Find the line containing "target | bear's black nose" in the records below. Copy exactly that line and each one after it, ending at the line containing "x=734, y=165", and nothing more.

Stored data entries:

[Start of Attachment]

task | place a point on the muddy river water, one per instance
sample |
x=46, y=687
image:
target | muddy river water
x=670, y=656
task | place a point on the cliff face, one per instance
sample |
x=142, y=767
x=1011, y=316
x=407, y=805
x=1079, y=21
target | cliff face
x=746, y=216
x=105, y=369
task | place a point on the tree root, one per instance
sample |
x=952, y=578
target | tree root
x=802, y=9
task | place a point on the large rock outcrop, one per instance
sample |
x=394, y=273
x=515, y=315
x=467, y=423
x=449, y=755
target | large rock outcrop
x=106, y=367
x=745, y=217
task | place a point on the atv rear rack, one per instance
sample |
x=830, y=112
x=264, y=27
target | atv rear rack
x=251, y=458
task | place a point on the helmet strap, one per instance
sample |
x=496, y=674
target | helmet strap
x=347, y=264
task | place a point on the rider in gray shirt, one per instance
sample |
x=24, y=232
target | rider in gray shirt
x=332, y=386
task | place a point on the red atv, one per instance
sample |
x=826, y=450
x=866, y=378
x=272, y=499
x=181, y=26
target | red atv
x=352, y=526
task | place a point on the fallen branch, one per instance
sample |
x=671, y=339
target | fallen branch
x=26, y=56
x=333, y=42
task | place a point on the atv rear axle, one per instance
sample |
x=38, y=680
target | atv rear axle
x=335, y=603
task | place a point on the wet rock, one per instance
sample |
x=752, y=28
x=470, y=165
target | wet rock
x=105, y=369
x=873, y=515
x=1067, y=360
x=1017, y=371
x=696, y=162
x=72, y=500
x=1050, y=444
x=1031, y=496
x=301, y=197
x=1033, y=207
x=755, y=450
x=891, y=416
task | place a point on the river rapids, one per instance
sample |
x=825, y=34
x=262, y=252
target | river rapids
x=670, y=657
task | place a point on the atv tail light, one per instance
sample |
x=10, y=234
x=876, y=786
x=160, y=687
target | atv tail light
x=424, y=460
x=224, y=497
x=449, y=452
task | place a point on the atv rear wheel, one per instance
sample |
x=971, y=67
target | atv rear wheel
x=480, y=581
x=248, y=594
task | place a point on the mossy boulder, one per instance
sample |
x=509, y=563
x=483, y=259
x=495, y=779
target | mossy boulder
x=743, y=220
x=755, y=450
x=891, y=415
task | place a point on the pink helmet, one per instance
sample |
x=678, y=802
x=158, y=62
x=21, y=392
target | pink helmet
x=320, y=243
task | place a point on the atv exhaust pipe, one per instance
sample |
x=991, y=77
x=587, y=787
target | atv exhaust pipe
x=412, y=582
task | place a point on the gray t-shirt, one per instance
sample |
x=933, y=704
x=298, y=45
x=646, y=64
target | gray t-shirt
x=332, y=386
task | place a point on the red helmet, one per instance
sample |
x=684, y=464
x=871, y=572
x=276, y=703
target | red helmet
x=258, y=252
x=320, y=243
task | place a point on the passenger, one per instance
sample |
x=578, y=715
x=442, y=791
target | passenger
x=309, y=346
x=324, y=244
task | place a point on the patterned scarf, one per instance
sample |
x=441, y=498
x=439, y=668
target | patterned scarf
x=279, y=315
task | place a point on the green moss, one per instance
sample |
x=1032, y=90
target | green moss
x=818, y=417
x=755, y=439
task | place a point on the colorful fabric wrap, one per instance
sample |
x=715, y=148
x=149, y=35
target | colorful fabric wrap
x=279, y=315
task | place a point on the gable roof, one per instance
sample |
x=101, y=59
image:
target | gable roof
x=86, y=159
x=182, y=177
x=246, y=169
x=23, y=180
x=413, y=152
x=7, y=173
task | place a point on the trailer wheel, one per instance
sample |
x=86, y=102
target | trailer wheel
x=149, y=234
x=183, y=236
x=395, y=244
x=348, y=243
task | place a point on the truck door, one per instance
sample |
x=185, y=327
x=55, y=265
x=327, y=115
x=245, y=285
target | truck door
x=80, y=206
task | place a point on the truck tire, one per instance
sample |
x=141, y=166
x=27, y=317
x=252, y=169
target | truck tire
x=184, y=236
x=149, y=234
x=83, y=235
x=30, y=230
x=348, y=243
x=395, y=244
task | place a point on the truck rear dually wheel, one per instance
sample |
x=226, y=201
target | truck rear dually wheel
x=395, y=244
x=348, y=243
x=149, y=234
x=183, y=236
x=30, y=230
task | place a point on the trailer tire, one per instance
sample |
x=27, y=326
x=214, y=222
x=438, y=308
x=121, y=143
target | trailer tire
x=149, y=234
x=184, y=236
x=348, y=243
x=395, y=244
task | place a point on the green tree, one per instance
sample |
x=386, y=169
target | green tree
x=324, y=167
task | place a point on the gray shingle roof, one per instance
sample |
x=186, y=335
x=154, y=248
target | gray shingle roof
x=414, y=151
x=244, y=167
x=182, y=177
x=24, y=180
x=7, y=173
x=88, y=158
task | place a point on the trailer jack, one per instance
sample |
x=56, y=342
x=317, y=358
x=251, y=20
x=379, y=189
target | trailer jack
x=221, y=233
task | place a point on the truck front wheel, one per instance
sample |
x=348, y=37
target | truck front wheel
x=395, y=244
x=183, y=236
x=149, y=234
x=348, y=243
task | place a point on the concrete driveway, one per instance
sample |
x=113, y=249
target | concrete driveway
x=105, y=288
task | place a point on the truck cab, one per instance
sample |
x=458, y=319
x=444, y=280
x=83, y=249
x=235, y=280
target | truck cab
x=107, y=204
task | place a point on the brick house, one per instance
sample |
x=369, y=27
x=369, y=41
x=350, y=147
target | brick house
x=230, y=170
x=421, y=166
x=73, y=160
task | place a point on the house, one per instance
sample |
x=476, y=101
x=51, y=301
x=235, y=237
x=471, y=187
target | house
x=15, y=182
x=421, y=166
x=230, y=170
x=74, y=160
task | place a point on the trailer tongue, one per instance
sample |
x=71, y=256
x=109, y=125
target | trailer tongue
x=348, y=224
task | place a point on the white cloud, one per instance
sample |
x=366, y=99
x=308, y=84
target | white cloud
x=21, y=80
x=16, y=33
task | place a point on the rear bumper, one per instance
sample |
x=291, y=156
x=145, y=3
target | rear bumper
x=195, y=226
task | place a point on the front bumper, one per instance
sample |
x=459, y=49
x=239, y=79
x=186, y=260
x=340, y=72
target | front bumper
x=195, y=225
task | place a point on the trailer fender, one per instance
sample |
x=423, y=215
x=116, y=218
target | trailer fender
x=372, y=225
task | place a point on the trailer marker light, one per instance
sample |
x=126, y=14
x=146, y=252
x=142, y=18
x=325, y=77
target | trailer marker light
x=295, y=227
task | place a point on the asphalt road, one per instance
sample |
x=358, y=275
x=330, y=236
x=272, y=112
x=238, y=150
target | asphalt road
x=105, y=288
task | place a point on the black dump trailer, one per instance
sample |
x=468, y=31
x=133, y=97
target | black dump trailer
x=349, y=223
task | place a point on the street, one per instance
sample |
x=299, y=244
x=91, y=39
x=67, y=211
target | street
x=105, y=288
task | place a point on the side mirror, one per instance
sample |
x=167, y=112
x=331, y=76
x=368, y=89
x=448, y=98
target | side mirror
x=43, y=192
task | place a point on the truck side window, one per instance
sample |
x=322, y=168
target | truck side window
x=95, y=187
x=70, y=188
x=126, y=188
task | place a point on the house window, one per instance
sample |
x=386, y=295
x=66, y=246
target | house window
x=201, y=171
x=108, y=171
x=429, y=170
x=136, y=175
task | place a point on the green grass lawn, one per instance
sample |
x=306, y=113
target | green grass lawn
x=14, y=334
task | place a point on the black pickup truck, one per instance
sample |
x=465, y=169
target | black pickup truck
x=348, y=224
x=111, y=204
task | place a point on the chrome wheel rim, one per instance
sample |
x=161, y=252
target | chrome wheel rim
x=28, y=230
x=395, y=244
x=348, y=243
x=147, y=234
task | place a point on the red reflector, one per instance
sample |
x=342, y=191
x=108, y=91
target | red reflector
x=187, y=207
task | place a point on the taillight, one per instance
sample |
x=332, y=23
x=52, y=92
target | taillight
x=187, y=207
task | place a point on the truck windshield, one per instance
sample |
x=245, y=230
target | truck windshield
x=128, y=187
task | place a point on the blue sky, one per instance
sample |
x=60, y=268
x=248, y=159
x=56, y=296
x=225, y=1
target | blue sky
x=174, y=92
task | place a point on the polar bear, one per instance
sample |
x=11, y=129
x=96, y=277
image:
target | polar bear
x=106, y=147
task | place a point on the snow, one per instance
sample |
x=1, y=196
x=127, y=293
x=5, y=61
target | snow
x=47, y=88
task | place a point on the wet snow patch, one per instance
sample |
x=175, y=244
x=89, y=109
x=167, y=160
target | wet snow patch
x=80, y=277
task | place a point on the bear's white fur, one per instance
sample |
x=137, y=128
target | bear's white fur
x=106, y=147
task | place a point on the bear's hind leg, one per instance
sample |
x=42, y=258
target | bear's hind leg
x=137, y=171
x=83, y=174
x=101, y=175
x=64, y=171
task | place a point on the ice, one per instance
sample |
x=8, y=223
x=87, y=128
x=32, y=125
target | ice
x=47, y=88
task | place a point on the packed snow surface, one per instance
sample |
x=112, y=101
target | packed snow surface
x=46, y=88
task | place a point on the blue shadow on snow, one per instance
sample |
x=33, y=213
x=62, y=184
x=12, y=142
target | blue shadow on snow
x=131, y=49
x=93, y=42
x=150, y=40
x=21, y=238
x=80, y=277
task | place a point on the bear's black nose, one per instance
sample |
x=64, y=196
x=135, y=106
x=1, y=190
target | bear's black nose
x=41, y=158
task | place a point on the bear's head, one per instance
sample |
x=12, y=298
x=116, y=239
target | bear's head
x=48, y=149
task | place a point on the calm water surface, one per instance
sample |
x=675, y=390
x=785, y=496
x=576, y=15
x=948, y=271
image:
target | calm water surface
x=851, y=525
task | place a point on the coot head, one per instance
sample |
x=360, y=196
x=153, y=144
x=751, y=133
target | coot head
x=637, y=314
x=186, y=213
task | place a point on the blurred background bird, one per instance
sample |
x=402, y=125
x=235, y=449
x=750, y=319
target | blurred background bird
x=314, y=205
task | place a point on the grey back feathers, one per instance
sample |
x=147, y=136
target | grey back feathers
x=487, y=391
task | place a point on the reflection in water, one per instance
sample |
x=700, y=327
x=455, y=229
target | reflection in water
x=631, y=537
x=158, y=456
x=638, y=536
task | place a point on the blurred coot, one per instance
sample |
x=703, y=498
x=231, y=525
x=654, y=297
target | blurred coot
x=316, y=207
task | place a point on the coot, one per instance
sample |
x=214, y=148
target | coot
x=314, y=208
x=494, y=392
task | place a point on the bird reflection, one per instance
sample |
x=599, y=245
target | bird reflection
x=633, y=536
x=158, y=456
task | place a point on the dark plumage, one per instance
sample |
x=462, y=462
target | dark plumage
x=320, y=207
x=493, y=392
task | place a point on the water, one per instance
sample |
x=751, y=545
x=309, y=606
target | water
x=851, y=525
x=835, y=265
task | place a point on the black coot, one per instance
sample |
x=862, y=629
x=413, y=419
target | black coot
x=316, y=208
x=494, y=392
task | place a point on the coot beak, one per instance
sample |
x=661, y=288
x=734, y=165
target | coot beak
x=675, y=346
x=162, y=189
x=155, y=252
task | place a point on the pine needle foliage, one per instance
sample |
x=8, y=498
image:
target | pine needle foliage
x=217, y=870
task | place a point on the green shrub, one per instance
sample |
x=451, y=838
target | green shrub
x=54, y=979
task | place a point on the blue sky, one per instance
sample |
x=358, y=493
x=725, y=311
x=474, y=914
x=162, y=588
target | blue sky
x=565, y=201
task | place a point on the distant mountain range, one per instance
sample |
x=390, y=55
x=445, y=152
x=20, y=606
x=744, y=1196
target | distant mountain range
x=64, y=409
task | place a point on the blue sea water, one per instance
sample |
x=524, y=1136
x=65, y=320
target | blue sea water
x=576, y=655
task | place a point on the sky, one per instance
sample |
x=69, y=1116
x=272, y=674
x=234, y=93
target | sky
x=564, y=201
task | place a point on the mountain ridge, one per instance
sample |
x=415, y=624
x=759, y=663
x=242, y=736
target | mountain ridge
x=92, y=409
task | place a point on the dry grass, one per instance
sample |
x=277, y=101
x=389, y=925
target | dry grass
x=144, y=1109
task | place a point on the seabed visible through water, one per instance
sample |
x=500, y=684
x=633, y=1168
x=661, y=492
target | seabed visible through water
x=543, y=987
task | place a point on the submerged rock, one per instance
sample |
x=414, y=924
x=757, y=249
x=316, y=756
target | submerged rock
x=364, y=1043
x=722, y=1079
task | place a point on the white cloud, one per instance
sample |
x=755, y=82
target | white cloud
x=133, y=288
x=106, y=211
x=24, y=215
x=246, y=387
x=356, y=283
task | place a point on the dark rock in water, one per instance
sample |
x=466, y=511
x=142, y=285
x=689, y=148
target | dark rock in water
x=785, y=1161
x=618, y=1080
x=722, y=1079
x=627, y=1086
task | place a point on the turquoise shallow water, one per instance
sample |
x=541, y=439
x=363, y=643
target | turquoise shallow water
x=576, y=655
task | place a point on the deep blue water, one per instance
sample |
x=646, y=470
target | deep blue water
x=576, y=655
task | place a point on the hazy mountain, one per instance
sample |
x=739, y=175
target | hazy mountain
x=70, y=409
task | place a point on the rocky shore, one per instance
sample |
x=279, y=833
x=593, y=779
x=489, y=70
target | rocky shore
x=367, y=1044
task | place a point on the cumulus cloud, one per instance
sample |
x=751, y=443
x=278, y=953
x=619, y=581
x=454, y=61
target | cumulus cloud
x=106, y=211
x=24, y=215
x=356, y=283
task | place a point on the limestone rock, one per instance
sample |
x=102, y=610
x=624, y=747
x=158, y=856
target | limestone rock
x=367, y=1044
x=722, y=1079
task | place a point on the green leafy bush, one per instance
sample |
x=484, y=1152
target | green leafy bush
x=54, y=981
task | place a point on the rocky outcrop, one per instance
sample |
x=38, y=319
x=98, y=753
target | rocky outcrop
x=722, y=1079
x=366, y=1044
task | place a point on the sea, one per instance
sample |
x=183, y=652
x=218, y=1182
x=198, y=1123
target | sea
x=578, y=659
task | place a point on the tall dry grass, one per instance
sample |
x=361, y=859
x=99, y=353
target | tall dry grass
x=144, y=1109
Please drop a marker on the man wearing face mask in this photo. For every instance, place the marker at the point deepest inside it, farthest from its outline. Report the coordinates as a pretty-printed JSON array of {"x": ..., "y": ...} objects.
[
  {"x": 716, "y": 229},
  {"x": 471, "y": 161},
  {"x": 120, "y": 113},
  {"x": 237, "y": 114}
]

[End of Attachment]

* **Response to the task**
target | bear's black nose
x=41, y=158
task | place a point on the bear's head, one per instance
sample |
x=12, y=298
x=116, y=239
target | bear's head
x=48, y=149
task | place a point on the calm water surface, one per instance
sample |
x=675, y=390
x=785, y=496
x=576, y=15
x=948, y=271
image:
target | calm water surface
x=851, y=525
task | place a point on the coot head, one per instance
sample |
x=360, y=196
x=153, y=144
x=751, y=133
target | coot head
x=637, y=314
x=186, y=213
task | place a point on the blurred background bird, one per instance
sample |
x=402, y=125
x=235, y=449
x=750, y=319
target | blurred background bird
x=314, y=205
task | place a point on the grey back feathers, one per instance
sample |
x=147, y=136
target | grey back feathers
x=487, y=391
task | place a point on the reflection in water, one per instance
sample |
x=700, y=327
x=455, y=229
target | reflection in water
x=631, y=537
x=158, y=456
x=638, y=536
task | place a point on the blurred coot, one per instance
sample |
x=703, y=498
x=231, y=525
x=654, y=297
target | blurred coot
x=316, y=207
task | place a point on the coot, one per instance
sample |
x=214, y=148
target | coot
x=314, y=208
x=494, y=392
task | place a point on the bird reflection, one per instance
sample |
x=599, y=245
target | bird reflection
x=633, y=536
x=158, y=456
task | place a point on the dark plumage, one per instance
sample |
x=462, y=462
target | dark plumage
x=320, y=207
x=493, y=392
task | place a point on the water, one per instance
sample |
x=751, y=545
x=309, y=606
target | water
x=851, y=525
x=835, y=265
task | place a point on the black coot, one per instance
sample |
x=862, y=629
x=413, y=419
target | black coot
x=316, y=208
x=494, y=392
task | place a point on the coot beak, one per instance
sample |
x=661, y=288
x=734, y=165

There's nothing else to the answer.